— start of DATA SHOWN —
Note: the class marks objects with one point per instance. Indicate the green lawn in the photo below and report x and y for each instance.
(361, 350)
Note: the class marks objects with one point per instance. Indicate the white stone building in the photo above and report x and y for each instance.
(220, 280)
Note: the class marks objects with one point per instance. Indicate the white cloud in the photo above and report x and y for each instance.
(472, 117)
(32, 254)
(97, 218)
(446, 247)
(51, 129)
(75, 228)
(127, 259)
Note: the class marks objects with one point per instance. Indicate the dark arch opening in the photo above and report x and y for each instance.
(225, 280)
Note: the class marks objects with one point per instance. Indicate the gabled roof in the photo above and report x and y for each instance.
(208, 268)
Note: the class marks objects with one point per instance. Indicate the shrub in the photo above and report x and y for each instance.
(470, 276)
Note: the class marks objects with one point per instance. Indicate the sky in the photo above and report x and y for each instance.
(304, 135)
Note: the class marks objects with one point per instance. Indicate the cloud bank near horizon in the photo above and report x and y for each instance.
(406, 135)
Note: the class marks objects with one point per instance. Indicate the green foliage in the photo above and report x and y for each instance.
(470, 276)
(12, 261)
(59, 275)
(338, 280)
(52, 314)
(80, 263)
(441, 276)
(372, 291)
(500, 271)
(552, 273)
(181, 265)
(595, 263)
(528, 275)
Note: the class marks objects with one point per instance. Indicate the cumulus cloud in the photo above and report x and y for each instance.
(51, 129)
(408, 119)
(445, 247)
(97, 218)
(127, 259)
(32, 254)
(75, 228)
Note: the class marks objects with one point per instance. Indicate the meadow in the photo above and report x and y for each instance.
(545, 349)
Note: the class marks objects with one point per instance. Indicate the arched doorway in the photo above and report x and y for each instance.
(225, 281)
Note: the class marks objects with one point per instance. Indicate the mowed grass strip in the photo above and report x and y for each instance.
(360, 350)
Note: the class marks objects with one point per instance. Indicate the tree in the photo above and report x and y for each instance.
— end of DATA SHOWN —
- TASK PROMPT: Rewrite all of the data above, swapping every occurrence of "Indicate" for "Locate" and leaving everything else unchanged.

- SOLUTION TO THIS PROBLEM:
Note: the class marks objects with one point per instance. Locate the green lawn in the photo below and report x and y for each instance.
(361, 350)
Note: the class marks objects with one point per instance. Locate the white stone building in the photo above and report x and y for each instance.
(220, 280)
Note: the class marks objects with one point per instance. Locate the white cloud in the photo above and report x and y for each instance.
(472, 117)
(32, 254)
(97, 218)
(446, 247)
(51, 129)
(75, 228)
(127, 259)
Note: the class marks objects with one point per instance. Locate the dark arch opening in the photo above and report x and y for each instance.
(225, 280)
Note: the class marks objects with one point per instance. Locate the gabled roof in the photo above and report x and y for each instance.
(208, 268)
Note: the class marks objects with one point per instance. Locate the shrub in the photo above and report x and y for each instance.
(470, 276)
Note: the class marks objects with one point per instance. Locate the sky in the photo above and report x and y for each instance.
(304, 135)
Note: the class marks objects with one point per instance. Locate the cloud bank near horizon in the photo above and report x and y for each instance.
(406, 135)
Note: the class marks objects with one point per instance. Locate the green foliage in the photo above and report x and y for each instance.
(470, 276)
(12, 261)
(59, 275)
(338, 280)
(52, 314)
(80, 263)
(441, 276)
(372, 291)
(500, 271)
(552, 273)
(181, 265)
(595, 263)
(528, 275)
Note: the class marks objects with one point per instance. Locate the cumulus cloud in the photo above and report x and y for each instance.
(51, 129)
(408, 119)
(445, 247)
(97, 218)
(127, 259)
(32, 254)
(75, 228)
Note: the class marks objects with one point per instance. Locate the meadow in the photo above and report x and y for each instance.
(545, 349)
Note: the class marks objects with one point per instance. Locate the arched doorway in the photo above and report x and y for each instance.
(225, 281)
Note: the class marks objects with one point per instance. Locate the mowed grass strip in the photo above and report x and y for each instance.
(360, 350)
Note: the class marks objects with one point per instance. Locate the tree in the photo above and report x and y for each instance.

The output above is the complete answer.